# DATA EXTRACT
++++++

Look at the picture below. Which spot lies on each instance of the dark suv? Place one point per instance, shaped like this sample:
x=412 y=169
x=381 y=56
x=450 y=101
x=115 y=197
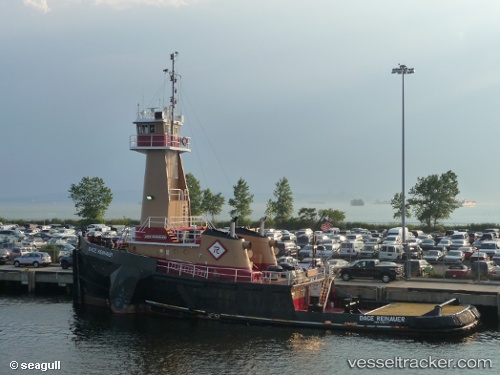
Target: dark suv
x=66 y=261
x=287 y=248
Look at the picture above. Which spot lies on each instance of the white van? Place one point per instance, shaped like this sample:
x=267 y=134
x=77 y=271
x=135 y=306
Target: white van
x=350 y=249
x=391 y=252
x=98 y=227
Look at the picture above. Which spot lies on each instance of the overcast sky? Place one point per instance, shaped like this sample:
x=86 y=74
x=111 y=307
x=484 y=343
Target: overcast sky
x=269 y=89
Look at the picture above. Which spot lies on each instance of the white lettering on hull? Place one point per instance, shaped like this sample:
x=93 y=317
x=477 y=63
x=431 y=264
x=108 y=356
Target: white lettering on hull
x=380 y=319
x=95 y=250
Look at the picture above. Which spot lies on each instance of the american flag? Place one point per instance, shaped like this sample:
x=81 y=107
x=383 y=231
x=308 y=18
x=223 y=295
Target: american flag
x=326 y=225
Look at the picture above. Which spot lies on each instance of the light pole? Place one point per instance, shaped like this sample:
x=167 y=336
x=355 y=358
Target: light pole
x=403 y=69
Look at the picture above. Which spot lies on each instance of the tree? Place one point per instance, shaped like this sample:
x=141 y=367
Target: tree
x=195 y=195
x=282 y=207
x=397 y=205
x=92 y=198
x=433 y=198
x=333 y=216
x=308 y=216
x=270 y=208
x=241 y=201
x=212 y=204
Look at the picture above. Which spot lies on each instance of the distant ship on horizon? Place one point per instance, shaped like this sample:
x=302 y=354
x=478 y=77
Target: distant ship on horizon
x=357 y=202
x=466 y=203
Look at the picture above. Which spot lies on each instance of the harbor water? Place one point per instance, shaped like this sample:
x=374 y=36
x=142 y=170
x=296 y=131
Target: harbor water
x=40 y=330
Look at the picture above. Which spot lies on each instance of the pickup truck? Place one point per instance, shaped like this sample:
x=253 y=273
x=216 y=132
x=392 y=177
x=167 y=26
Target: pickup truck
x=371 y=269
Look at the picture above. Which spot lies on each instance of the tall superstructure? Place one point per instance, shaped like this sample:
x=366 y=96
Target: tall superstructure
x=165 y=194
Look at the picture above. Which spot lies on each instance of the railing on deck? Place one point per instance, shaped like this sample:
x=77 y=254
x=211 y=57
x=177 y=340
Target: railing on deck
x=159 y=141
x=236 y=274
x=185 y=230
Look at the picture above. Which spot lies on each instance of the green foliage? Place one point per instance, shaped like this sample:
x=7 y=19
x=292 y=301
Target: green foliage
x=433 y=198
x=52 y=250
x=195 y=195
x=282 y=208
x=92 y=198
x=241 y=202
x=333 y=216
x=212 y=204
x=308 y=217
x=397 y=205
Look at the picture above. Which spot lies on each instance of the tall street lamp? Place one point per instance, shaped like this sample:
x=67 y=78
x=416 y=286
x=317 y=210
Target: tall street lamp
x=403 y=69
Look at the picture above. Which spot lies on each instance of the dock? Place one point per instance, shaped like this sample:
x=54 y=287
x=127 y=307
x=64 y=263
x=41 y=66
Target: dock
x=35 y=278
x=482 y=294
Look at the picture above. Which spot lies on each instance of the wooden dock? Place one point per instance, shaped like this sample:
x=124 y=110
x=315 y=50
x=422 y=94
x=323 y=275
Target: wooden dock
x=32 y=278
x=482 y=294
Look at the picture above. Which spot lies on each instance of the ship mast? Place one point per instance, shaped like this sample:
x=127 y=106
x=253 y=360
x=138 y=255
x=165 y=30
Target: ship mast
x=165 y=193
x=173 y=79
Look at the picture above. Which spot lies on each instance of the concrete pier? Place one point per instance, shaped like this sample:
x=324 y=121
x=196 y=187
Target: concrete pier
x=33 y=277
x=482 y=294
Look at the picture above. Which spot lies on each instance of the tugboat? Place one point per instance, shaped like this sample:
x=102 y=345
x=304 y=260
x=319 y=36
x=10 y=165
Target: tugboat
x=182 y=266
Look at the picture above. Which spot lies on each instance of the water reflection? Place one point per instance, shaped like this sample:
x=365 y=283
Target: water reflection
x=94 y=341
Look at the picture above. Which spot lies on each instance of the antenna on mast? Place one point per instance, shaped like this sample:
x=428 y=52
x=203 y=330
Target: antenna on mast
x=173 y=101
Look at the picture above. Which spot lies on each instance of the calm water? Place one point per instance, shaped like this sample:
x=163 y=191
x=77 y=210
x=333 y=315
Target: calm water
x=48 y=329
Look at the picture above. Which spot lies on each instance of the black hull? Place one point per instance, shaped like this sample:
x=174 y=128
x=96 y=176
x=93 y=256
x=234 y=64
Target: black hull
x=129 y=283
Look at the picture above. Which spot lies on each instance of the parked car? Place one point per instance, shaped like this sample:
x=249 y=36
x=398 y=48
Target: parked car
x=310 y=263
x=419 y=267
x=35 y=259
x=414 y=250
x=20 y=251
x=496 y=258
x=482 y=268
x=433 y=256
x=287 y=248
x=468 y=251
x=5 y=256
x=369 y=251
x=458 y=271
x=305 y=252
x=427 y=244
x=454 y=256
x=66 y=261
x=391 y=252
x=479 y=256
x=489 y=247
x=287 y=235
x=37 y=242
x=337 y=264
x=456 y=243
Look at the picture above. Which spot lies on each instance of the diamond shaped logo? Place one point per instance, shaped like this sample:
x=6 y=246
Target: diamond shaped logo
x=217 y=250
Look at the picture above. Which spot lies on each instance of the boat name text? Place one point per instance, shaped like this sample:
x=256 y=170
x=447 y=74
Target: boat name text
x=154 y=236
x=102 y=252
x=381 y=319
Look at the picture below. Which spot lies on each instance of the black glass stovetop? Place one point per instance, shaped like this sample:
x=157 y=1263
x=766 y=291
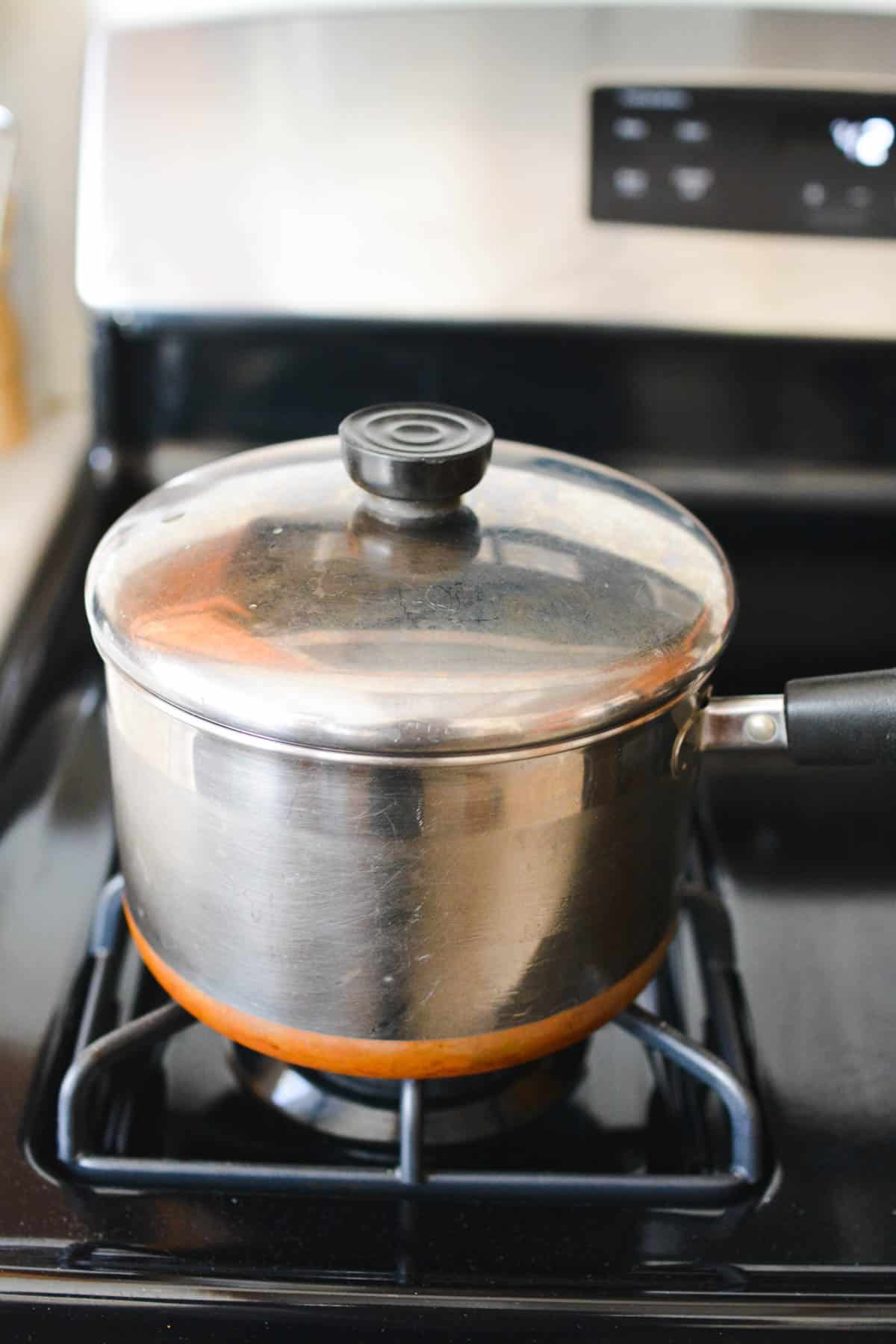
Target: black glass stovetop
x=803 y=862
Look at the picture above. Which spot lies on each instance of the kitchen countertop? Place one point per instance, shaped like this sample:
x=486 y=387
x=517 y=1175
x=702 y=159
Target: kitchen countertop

++++++

# WHAT YOU NEED TO DO
Revise the material between the lines holding "of the light" and "x=185 y=230", inclusive, replacing "pickup truck" with "flatbed truck" and leaving all else unchanged.

# RESPONSE TO THIS EXERCISE
Look at the picture above. Which spot lies on each instance of the light pole? Place one point per instance, shaped like this sample:
x=167 y=336
x=355 y=358
Target: light pole
x=403 y=69
Look at the picture above. Which spot lies on each instance of the tree? Place one point per instance, shaped like this sample:
x=141 y=367
Target: tree
x=195 y=195
x=282 y=207
x=397 y=205
x=92 y=198
x=433 y=198
x=333 y=216
x=308 y=216
x=270 y=208
x=241 y=201
x=212 y=204
Look at the picture above. Which spot lies on each instance of the distant ship on horizon? Place one point per instance, shaped like this sample:
x=302 y=354
x=478 y=77
Target: distant ship on horizon
x=357 y=202
x=466 y=203
Look at the picture above. Which spot lies on each instance of the harbor water? Place one point per instance, shaped like this sample:
x=374 y=36
x=142 y=170
x=296 y=131
Target: harbor water
x=40 y=330
Look at the picture above. Which spot lies on each instance of the flatbed truck? Place one point per instance, shaped like this sample:
x=253 y=273
x=216 y=132
x=392 y=177
x=167 y=26
Target: flatbed truck
x=371 y=269
Look at the picture above. Which spot lies on each instance of the tall superstructure? Place one point per instance, shaped like this sample:
x=366 y=96
Target: tall superstructure
x=165 y=194
Look at the picture above. Which spot lies on each instance of the railing on deck? Place one point per instance, shaped like this sample:
x=77 y=254
x=211 y=57
x=177 y=340
Target: railing on deck
x=159 y=141
x=236 y=274
x=185 y=230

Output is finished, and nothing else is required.